▸ **提示文**:
<<<<

ホーム
新規
投稿
検索
検索
お問合わせ
2010-03-03 07:39
泥棒が縄をなう鳩山政権の政治資金規正法改正
杉浦 正章
政治評論家
久しぶりの首相・鳩山由紀夫と幹事長・小沢一郎の会談は、要するに“一蓮托生の頬被り”で「政治とカネ」政局を乗りきれるという判断が根底にある。強気の中央突破作戦だが、政局観、倫理観の双方において“甘さ”が目立つ。根底の“読み”が甘すぎるのである。政権は鳩山、小沢を筆頭に石川知裕、小林千代美と「進退4兄弟」を抱えて、支持率は急落傾向をたどっており、これに普天間基地移設問題と未曽有の赤字国債発行不可避の財政問題という政局直結の時限爆弾を抱えている。これらが5月には一挙に火を噴く可能性がある。選挙前に「進退4兄弟」問題に決着をつけなければ、局面転換は図れまい。政権5月危機説は依然現実味を失っていない。
かってない水膨れ予算でも、成立のめどがつくと嬉しいと見えて、鳩山と小沢がはしゃいだ。「もっと会いましょう」と鳩山が言えば、「毎日でもいいぞ」と小沢。ここで鳩山が、小沢離れのポーズを修正して、一蓮托生路線に戻ったのは、なぜか。予算成立にめどを立てたから「政治とカネ」もやり過ごせるという判断が根底にある。予算成立で支持率回復も可能という判断だ。しかし予算成立が支持率につながった例は過去にない。数を頼んで国会運営はできても、国民の不信感という心の部分に土足で踏み込んだままで、生き延びられるかということだ。現れた「小鳩戦略」は懸案先送りだ。まず小林の進退について首相、幹事長が「本人の問題」と口裏を合わせ、事実上先送りだ。おそらく政局直撃となりかねない4月下旬の補欠選挙は避けようとしているのだろう。

>>>>

▸ **設問一覧**:
A. 鳩山政権についての論評の内容を、二文でまとめなさい。
B. 次の(i)〜(iii)が鳩山政権についての論評の内容と合うかどうかを、それぞれ「はい」か「いいえ」で答え、判断の根拠となる本文の語句をそのまま引用しなさい。
(i) 筆者は、予算成立が支持率の回復につながった例が過去にあると述べている。
(ii) 鳩山の「もっと会いましょう」という言葉に、小沢は「毎日でもいいぞ」と応じた。
(iii) 小林の進退について、首相と幹事長はそろって「本人の問題」とした。
C. 鳩山政権についての論評を、最後の文に続けて書き継ぎなさい。
次に示す記録は、鳩山政権についての論評とは別の資料である。

▸ **データセットに含まれる項目**:
<<<<

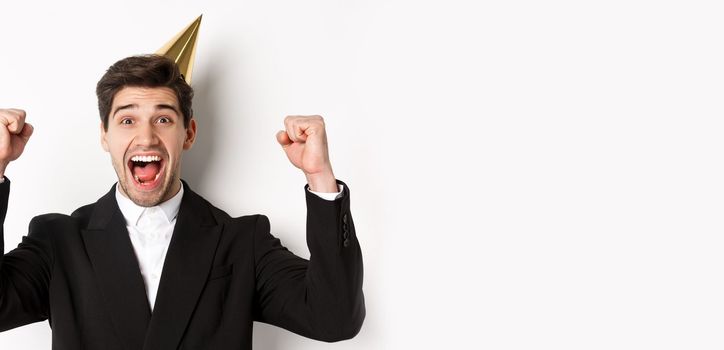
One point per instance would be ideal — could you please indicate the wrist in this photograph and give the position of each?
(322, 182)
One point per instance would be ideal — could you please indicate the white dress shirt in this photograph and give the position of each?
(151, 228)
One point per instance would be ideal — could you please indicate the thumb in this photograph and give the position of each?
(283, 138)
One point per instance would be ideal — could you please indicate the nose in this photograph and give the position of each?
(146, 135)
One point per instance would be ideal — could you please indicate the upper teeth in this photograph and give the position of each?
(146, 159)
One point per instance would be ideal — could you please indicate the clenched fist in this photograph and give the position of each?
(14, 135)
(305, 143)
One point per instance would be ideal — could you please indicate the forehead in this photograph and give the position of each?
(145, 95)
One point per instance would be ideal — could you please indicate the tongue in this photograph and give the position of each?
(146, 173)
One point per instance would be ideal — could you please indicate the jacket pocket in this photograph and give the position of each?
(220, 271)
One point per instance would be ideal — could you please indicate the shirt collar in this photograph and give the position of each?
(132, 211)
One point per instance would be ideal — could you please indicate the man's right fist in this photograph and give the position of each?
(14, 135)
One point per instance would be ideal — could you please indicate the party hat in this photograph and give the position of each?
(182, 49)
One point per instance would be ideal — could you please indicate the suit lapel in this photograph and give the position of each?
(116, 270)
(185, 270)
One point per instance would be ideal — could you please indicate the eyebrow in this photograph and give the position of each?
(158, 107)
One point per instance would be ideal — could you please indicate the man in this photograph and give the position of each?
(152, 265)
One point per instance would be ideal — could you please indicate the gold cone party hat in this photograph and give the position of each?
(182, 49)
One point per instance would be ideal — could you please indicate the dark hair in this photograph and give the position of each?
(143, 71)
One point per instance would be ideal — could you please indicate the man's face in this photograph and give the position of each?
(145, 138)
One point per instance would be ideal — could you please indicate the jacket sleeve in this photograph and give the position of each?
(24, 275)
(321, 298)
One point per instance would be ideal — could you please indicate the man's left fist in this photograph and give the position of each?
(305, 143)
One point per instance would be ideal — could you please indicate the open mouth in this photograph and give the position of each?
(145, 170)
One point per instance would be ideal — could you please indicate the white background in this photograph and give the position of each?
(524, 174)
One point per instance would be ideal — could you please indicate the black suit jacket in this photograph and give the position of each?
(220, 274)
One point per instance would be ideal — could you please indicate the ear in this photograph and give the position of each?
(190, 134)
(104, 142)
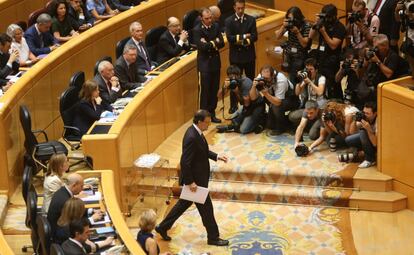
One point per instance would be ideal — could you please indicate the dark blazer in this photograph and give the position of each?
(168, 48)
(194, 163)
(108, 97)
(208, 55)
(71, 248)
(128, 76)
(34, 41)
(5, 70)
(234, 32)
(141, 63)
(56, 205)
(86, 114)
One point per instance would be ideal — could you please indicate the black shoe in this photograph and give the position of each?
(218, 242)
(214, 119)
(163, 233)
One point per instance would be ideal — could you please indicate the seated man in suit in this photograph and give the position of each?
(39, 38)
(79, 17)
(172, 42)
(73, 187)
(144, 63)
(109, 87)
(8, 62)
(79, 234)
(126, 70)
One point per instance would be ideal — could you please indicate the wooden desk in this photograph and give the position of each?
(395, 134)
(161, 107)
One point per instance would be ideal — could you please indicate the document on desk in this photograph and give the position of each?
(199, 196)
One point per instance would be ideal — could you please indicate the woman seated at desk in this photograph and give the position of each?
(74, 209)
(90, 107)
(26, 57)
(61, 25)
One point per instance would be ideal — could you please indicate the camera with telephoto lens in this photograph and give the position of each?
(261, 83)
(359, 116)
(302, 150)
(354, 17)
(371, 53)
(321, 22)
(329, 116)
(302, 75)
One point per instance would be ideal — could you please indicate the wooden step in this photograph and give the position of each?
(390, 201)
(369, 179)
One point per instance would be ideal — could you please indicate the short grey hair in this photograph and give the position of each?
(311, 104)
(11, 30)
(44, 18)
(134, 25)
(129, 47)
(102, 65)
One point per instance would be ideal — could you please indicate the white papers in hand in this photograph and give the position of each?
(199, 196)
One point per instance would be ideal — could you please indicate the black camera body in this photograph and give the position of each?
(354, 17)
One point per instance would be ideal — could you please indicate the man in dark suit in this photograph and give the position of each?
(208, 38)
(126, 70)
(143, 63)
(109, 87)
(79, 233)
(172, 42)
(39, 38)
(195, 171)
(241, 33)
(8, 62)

>>>>
<<<<

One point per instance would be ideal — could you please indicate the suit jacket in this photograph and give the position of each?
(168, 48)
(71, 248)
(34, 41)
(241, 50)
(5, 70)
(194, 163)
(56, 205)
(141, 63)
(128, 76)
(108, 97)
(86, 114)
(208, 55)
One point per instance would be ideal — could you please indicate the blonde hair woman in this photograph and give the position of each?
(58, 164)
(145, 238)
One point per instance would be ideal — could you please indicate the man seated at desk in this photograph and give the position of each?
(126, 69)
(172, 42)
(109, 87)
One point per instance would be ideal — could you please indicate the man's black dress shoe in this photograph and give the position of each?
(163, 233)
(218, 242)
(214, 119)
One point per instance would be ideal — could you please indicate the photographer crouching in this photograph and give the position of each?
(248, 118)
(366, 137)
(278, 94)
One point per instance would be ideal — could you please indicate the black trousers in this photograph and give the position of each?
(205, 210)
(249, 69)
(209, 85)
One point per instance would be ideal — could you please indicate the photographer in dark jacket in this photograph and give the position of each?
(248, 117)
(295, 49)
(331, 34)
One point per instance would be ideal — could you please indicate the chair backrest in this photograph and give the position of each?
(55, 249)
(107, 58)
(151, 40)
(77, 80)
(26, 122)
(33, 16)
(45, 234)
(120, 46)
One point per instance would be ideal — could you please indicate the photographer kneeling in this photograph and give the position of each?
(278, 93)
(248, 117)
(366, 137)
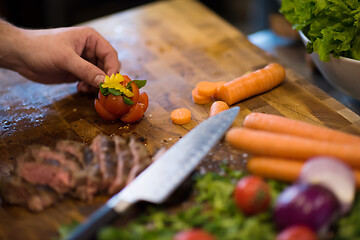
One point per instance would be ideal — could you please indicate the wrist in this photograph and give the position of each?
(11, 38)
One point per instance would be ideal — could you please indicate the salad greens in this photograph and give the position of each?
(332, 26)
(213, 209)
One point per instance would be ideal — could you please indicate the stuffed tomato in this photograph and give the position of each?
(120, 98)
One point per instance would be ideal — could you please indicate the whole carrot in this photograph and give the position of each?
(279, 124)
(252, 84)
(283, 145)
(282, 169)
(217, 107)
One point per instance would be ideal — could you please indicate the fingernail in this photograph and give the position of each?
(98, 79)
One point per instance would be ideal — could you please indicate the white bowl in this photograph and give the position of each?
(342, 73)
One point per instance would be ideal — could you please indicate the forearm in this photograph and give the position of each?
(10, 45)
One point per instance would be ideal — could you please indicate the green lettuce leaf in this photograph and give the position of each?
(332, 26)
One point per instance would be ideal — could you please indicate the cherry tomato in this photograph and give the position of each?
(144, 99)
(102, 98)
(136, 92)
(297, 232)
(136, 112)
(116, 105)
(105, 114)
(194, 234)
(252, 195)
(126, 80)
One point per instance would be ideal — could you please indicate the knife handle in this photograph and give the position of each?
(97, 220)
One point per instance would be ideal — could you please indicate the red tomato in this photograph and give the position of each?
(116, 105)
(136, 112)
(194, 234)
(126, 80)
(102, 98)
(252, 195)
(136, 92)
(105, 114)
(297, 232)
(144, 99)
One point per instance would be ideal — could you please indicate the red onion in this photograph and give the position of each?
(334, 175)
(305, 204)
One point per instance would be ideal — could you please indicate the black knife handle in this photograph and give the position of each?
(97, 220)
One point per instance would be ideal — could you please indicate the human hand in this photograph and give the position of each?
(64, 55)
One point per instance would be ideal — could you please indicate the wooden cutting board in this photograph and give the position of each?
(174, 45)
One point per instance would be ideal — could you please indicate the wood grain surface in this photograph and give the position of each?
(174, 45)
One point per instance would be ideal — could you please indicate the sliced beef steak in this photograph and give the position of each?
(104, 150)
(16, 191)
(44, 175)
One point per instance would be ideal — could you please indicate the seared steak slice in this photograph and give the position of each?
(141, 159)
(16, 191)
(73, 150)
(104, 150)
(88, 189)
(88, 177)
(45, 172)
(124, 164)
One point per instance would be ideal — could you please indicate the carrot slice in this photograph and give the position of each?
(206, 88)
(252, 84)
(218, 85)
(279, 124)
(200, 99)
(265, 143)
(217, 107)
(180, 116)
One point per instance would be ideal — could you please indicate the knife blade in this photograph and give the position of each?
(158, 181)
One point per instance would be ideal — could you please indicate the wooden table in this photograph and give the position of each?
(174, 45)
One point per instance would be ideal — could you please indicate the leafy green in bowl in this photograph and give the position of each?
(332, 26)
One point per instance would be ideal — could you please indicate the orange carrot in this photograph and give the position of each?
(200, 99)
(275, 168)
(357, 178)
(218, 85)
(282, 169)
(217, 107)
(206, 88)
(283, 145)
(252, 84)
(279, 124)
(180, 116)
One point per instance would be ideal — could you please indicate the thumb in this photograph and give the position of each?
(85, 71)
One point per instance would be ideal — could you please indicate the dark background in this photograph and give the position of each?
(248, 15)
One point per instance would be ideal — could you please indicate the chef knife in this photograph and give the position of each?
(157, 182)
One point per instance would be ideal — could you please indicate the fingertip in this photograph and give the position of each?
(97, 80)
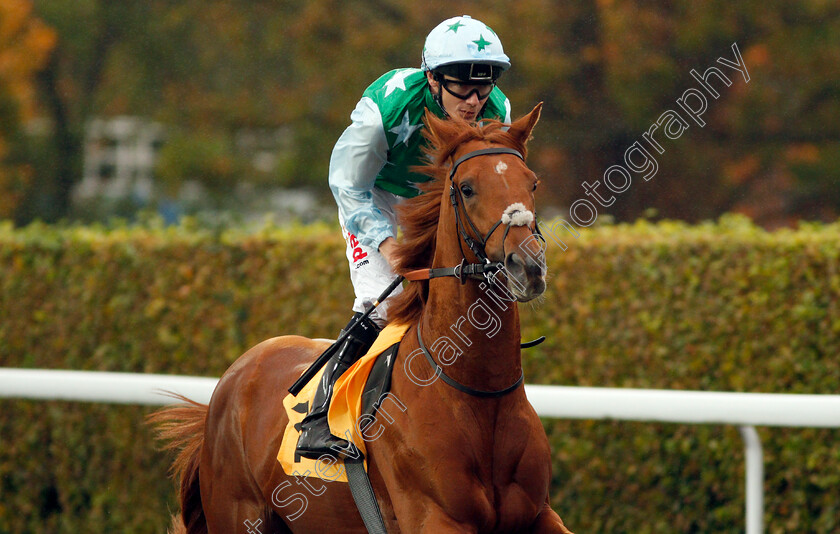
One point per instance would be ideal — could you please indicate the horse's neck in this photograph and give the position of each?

>>>>

▸ **解答一覧**:
A. 筆者は、鳩山首相と小沢幹事長の会談の根底には「政治とカネ」政局を一蓮托生で乗りきれるという判断があるとし、政局観と倫理観の双方で読みが甘いと評している。政権は「進退4兄弟」に加えて普天間基地移設問題と財政問題を抱えており、予算成立が支持率につながった例は過去になく、小林の進退も事実上先送りされたと筆者は述べている。

B.
(i) いいえ。『しかし予算成立が支持率につながった例は過去にない。』
(ii) はい。『「もっと会いましょう」と鳩山が言えば、「毎日でもいいぞ」と小沢。』
(iii) はい。『まず小林の進退について首相、幹事長が「本人の問題」と口裏を合わせ、事実上先送りだ。』

C.
鳩山が小沢に促した国民への説明責任の問題もうやむやのまま先送り。鳩山を「ピヨピヨ鳩」と言うそうだが、3歩歩いて前言を忘れる習癖を、まさに言い当てている。このままでは参院選挙で過半数などとてもおぼつかないが、小沢戦略は擦り寄ってきた公明党を抱き込んで、連立を組み替えることを視野に入れはじめたようだ。政治テクニックで当面を糊塗し続けようというのが、「小鳩戦略」の基本であるように見える。両者が合意した政治資金規正法改正で、与野党協議機関の設置も、泥棒を見て縄をなうのではなく、泥棒自身が縄をなうようなものだ。方向感覚を疑う。自民党総裁・谷垣禎一が「発想が逆立ちしている」と言うのももっともだ。現行規正法も守れないで、同法を改正して、守れるのか。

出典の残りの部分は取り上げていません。